> [Assignment]: Pick up the forum thread about how many crushes people have had, and continue it after its last post.

━━━━━ Supplied text ━━━━━

# How many crushes have you had in your life?



## socialanxietydisable (May 1, 2011)

Like in "real-life"... Not celebrities, athletes, etc. Also, what I mean is the ones that last a while (weeks, months, years...) and you get nervous around them. Mention your age, too, if you want.


----------



## Invisiblehandicap (Jul 31, 2011)

5 . I'm 19


----------



## coeur_brise (Oct 7, 2004)

Well, there was one kid in 3rd grade, which every girl liked. Then kid named Matt in 5th grade. Then one in high school. And a couple in college. Could've pursued the one in college but thought he was way too cool for me, plus we never really talked all that much but I stalked his facebook. Annd then there's one sort of recently. So 5 or so.


----------



## Chatise19 (Dec 31, 2011)

Yeah I'd say about 4 or 5. Hated them for liking them lol. Im 19


----------



## Jinxx (May 10, 2011)

Lost count but now that I think about it. There has only been 2 out of the bunch that I had actual strong feelings for. The others were mainly lust.

━━━━━ Data provided ━━━━━

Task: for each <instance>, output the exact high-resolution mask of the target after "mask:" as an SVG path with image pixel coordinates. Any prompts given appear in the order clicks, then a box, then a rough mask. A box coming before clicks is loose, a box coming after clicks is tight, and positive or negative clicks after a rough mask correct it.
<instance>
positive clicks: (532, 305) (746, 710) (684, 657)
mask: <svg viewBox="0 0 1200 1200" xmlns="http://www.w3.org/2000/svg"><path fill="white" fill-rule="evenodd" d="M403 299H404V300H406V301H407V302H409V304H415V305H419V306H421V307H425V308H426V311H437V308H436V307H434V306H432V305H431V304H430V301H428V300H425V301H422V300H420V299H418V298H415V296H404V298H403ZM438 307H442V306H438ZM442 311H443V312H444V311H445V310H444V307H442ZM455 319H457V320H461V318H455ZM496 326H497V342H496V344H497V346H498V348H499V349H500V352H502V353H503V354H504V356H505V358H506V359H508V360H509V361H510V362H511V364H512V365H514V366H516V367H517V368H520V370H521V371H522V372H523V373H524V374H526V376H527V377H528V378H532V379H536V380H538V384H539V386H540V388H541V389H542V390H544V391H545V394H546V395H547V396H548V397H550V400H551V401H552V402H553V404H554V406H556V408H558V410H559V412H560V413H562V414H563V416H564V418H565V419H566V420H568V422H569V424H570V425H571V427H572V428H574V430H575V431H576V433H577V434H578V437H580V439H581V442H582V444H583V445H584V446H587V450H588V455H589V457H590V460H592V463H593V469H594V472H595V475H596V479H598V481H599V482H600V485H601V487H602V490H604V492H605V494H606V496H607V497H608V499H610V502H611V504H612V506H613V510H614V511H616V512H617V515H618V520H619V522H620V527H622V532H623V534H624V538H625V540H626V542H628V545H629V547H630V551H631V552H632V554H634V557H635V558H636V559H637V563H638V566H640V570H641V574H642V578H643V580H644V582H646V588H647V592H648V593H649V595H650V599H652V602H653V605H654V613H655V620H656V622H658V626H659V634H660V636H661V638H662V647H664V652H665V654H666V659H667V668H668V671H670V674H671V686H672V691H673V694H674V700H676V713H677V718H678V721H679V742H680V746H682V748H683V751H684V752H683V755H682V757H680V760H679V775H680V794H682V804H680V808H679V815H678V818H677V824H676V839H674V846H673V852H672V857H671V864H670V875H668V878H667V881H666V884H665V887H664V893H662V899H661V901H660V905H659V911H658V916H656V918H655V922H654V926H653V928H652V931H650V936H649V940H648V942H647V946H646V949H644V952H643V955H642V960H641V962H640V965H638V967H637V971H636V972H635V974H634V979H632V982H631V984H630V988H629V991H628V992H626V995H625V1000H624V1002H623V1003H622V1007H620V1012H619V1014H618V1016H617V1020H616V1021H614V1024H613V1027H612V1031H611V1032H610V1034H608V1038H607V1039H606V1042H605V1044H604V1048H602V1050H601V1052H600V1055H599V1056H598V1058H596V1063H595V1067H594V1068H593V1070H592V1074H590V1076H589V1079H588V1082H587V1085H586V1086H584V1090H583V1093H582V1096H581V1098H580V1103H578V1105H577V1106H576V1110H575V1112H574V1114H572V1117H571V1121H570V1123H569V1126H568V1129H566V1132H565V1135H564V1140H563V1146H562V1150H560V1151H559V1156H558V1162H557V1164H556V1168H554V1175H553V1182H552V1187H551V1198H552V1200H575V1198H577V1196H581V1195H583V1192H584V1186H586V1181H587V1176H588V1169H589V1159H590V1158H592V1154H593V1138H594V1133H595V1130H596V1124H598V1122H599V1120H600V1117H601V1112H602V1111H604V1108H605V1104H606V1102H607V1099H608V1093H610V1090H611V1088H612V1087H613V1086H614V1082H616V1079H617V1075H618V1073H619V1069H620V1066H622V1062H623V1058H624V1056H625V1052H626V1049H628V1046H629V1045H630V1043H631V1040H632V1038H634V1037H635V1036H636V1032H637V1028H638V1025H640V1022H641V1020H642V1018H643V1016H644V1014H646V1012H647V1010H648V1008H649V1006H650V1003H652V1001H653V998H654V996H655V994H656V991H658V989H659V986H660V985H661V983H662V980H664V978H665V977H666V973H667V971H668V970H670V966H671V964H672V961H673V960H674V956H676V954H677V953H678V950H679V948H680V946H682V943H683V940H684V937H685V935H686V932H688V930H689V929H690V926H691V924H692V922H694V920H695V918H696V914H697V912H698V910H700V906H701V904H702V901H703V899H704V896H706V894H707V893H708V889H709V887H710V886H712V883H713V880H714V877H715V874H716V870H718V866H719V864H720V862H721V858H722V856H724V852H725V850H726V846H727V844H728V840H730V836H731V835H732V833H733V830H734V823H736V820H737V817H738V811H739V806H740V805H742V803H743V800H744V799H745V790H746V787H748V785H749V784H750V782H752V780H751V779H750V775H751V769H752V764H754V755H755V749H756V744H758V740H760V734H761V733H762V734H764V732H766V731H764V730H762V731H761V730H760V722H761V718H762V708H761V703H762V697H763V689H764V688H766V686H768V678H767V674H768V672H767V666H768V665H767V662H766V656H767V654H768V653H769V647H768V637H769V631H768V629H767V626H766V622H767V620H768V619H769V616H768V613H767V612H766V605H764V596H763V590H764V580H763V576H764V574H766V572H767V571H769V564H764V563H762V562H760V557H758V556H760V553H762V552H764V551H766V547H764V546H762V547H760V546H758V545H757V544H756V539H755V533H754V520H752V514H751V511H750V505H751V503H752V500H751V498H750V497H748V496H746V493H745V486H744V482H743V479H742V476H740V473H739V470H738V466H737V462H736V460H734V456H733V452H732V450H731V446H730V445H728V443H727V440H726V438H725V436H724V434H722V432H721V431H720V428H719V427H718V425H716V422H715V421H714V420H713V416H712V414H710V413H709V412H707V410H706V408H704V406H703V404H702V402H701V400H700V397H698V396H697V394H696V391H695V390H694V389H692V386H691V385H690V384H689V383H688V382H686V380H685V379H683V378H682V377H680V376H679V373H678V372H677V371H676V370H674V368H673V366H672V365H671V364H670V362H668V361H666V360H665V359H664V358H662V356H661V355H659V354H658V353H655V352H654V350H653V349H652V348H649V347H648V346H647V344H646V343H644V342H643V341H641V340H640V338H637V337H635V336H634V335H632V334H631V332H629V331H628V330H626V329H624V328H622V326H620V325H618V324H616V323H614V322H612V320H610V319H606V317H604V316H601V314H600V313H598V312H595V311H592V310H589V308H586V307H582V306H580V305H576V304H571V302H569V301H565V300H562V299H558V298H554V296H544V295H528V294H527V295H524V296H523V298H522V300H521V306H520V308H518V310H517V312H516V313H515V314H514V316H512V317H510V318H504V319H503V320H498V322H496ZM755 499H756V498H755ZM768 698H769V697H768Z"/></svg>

━━━━━

> [Output of the exercise]:
----------



## avoidobot3000 (Aug 22, 2010)

Over 9000. I always have one, sometimes more than one.


----------



## Lasair (Jan 25, 2010)

I can think of 5


----------



## aloneanddizzy (Jul 1, 2012)

At my age, I have had more crushes than I can possibly remember.


----------



## pita (Jan 17, 2004)

Maybe four or five.


----------



## Secretaz (Sep 10, 2011)

0
There's a few times when I have been a little bit interested in some guys, but wouldn't say I had a crush on any of them.


----------



## rgrwng (Aug 25, 2011)

i have had 2. first one i never told her how i felt and stalked her for 2 weeks. this second one i confronted about it, and she friend-zoned me. so far all is well, i suppose.


----------



## WalkingDisaster (Nov 27, 2010)

About 4, two very serious but went nowhere.


----------



## TrcyMcgrdy1 (Oct 21, 2011)

Was two girls in he. One popular one in my grade and one popular one in the grade below. Also my friends mom Havana. So pretty much no chance. I only wanted these three so anyone who showed interest in me was a nono. Kinda shallow eh? Wasn't until college that I learned the error of my ways. Was way too ambitious for being an average Joe. Thought I was Hugh heffner or some****.


----------



## Luka92 (Dec 13, 2011)

3, I think. Last time I had a crush was over 5 years ago


----------



## Milco (Dec 12, 2009)

I really can't remember how many it's been exactly, but it's been a fair few.. depending on what 'counts' of course.
I guess I somewhat easily get interested in other people - not that that has done any good for me though :\


----------



## sansd (Mar 22, 2006)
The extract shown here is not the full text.